/---

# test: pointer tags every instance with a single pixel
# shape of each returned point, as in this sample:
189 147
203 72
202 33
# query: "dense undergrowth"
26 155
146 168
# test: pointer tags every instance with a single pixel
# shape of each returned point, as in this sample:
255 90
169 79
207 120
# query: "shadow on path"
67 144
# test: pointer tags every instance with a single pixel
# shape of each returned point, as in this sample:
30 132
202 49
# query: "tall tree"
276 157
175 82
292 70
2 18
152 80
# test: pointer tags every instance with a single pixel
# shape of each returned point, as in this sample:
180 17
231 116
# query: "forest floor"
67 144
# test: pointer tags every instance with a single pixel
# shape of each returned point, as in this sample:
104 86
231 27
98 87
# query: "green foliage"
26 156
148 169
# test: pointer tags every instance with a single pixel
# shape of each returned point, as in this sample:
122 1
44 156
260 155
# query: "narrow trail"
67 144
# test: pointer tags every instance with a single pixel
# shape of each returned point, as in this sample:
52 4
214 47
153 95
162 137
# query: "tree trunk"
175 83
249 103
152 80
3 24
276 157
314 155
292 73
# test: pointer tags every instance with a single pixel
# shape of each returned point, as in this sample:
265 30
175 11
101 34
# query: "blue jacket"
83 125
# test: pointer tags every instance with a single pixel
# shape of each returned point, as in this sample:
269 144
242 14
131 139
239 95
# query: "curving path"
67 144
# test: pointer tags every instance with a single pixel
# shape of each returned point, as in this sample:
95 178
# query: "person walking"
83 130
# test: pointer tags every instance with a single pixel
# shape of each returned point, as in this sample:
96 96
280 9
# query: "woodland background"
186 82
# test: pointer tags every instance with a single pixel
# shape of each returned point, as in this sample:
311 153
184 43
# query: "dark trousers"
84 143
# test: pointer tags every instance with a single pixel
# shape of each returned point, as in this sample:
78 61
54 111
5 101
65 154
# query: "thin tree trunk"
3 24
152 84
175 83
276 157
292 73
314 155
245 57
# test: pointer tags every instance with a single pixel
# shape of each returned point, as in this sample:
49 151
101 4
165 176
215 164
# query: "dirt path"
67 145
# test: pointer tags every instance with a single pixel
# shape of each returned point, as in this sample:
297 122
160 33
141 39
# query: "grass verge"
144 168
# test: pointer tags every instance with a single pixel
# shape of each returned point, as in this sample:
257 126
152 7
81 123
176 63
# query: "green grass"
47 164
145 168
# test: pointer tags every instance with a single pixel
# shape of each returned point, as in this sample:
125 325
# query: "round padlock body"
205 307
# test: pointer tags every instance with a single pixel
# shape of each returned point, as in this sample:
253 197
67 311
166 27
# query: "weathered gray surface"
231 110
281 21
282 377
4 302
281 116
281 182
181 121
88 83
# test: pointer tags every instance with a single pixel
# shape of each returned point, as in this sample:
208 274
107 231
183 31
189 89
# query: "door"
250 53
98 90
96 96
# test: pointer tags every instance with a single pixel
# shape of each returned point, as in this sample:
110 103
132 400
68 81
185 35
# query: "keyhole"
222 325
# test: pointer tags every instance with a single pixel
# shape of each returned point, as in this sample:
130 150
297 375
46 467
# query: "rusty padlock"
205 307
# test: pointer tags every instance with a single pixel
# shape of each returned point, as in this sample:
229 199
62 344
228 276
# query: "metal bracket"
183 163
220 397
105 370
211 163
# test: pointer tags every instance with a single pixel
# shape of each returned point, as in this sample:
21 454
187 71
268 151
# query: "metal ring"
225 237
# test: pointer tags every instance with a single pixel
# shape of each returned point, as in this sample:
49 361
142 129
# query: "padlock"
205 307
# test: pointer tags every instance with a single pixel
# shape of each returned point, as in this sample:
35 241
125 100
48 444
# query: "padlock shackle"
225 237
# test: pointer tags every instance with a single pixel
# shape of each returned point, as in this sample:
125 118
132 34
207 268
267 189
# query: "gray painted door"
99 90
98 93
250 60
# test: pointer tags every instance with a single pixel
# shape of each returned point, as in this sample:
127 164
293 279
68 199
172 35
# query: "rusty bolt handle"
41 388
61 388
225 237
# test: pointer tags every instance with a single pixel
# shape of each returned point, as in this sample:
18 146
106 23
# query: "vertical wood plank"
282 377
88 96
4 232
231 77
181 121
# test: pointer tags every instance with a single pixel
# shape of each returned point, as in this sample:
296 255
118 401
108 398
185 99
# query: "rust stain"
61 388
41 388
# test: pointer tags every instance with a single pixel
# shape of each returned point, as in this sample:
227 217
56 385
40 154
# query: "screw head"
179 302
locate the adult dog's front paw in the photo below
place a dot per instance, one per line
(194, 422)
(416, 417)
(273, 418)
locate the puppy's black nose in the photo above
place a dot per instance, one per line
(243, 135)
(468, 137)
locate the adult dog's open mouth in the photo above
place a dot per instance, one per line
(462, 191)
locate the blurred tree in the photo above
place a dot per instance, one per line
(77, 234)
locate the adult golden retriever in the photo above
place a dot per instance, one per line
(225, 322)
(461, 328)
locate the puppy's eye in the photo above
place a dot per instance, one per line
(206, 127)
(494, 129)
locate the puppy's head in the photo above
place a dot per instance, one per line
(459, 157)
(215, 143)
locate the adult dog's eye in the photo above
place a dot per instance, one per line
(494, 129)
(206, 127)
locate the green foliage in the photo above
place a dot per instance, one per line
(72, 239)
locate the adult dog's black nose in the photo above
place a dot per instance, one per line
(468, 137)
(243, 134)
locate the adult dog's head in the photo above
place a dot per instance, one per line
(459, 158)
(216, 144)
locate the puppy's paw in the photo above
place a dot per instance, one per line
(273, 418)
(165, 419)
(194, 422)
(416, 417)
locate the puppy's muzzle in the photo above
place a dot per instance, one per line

\---

Return the material above in full, exactly as it appears.

● ANSWER BELOW:
# test: pointer tags every instance with a single pixel
# shape of each returned point, as in this sample:
189 147
203 72
202 33
# query: "dense undergrowth"
26 155
146 168
# test: pointer tags every instance with a single pixel
# shape of each returned point, as in this sample:
255 90
169 79
207 120
# query: "shadow on path"
67 144
# test: pointer tags every instance with a single pixel
# shape of each returned point, as in this sample:
30 132
202 49
# query: "tall tree"
276 157
175 82
292 70
2 18
152 80
# test: pointer tags every instance with a single pixel
# shape of each returned point, as in this sample:
180 17
231 116
# query: "forest floor"
67 144
# test: pointer tags every instance with a single pixel
# shape of each returned point, as in this sample:
104 86
231 27
98 87
# query: "green foliage"
26 156
148 169
# test: pointer tags every instance with a single pixel
# shape of each returned point, as in this sample:
122 1
44 156
260 155
# query: "narrow trail"
67 144
# test: pointer tags every instance with a single pixel
# shape of each returned point, as in this sample:
52 4
214 47
153 95
162 137
# query: "tree trunk"
175 83
249 103
152 80
3 24
276 157
314 155
292 73
# test: pointer tags every instance with a single pixel
# shape of each returned point, as in this sample:
265 30
175 11
101 34
# query: "blue jacket"
83 125
# test: pointer tags every instance with a single pixel
# shape of each returned point, as in this sample:
269 144
242 14
131 139
239 95
# query: "curving path"
67 144
# test: pointer tags every instance with a single pixel
# shape of each returned point, as in this sample:
95 178
# query: "person walking"
83 130
# test: pointer tags every instance with a single pixel
# shape of each returned point, as in this sample:
96 96
280 9
# query: "woodland background"
186 82
# test: pointer tags every instance with a single pixel
# shape of each returned point, as in this sample:
311 153
184 43
# query: "dark trousers"
84 143
# test: pointer tags every instance with a single pixel
# shape of each returned point, as in this sample:
78 61
54 111
5 101
65 154
# query: "thin tree trunk"
3 24
152 84
175 83
276 157
292 73
314 155
245 57
# test: pointer tags every instance with a single pixel
# shape of each returned point, as in this sample:
49 151
101 4
165 176
215 164
# query: "dirt path"
67 145
# test: pointer tags every instance with a single pixel
# shape of each returned point, as in this sample:
297 122
160 33
141 39
# query: "grass verge"
144 168
# test: pointer tags every instance with a single pixel
# shape of each returned point, as in this sample:
257 126
152 7
81 123
176 63
# query: "green grass"
47 164
145 168
# test: pointer tags every instance with a single pixel
# shape of each returned point, as in this sample:
125 325
# query: "round padlock body"
205 307
# test: pointer tags every instance with a single pixel
# shape of each returned point, as in this sample:
253 197
67 311
166 27
# query: "weathered gray surface"
231 110
281 21
282 377
4 302
281 116
281 182
181 121
88 83
# test: pointer tags every instance with a single pixel
# shape of each returned point, as in this sample:
208 274
107 231
183 31
189 89
# query: "door"
250 53
98 90
96 96
# test: pointer tags every instance with a single pixel
# shape of each returned point, as in this sample:
110 103
132 400
68 81
185 35
# query: "keyhole"
222 325
# test: pointer tags every instance with a single pixel
# shape of each returned point, as in this sample:
130 150
297 375
46 467
# query: "rusty padlock"
205 307
# test: pointer tags every instance with a single pixel
# shape of each returned point, as in this sample:
229 199
62 344
228 276
# query: "metal bracket"
183 163
220 397
105 370
211 163
# test: pointer tags every instance with a single pixel
# shape of each returned point, as in this sample:
21 454
187 71
268 151
# query: "metal ring"
225 237
# test: pointer tags every instance with a single pixel
# shape of each returned point, as in this sample:
49 361
142 129
# query: "padlock"
205 307
# test: pointer tags every instance with a single pixel
# shape of each returned point, as in this sample:
35 241
125 100
48 444
# query: "padlock shackle"
225 237
# test: pointer tags every instance with a single pixel
# shape of each returned point, as in this sample:
125 118
132 34
207 268
267 189
# query: "gray painted door"
99 90
98 93
250 60
# test: pointer tags every instance with a single pixel
# shape of each returned point, as in this sample:
127 164
293 279
68 199
172 35
# query: "rusty bolt handle"
41 388
61 388
225 237
# test: pointer tags every instance with a single pixel
# shape of each returned point, as in this sample:
18 146
106 23
# query: "vertical wood plank"
282 377
88 96
4 232
231 77
181 121
# test: pointer tags every instance with a single pixel
# shape of each returned point, as in this sample:
296 255
118 401
108 398
185 99
# query: "rust stain"
61 388
41 388
# test: pointer tags every instance with a single pixel
# shape of each returned point, as in this sample:
227 217
56 385
40 154
# query: "screw head"
179 302
locate the adult dog's front paw in the photo below
place a dot per instance, one per line
(194, 422)
(416, 417)
(273, 418)
locate the puppy's black nose in the photo above
place a dot per instance, one per line
(243, 135)
(468, 137)
locate the adult dog's open mouth in the photo above
place a dot per instance, one per line
(462, 191)
locate the blurred tree in the photo above
place a dot per instance, one per line
(77, 234)
locate the adult golden retriever in the photo above
place a dot per instance, one per line
(225, 322)
(461, 328)
locate the puppy's eye in the photo above
place a dot per instance, one per line
(206, 127)
(494, 129)
locate the puppy's head in the photo above
place a dot per instance, one per line
(459, 157)
(215, 143)
locate the adult dog's eye in the photo above
place a dot per instance, one per line
(494, 129)
(206, 127)
locate the green foliage in the photo above
place a dot per instance, one per line
(72, 239)
locate the adult dog's black nose in the photo above
place a dot per instance, one per line
(468, 137)
(243, 134)
locate the adult dog's head in the photo above
place a dot per instance, one per line
(459, 158)
(216, 144)
locate the puppy's paw in the photo above
place a dot per instance, one per line
(273, 418)
(165, 419)
(194, 422)
(416, 417)
locate the puppy's muzzle in the photo above
place a dot per instance, one per line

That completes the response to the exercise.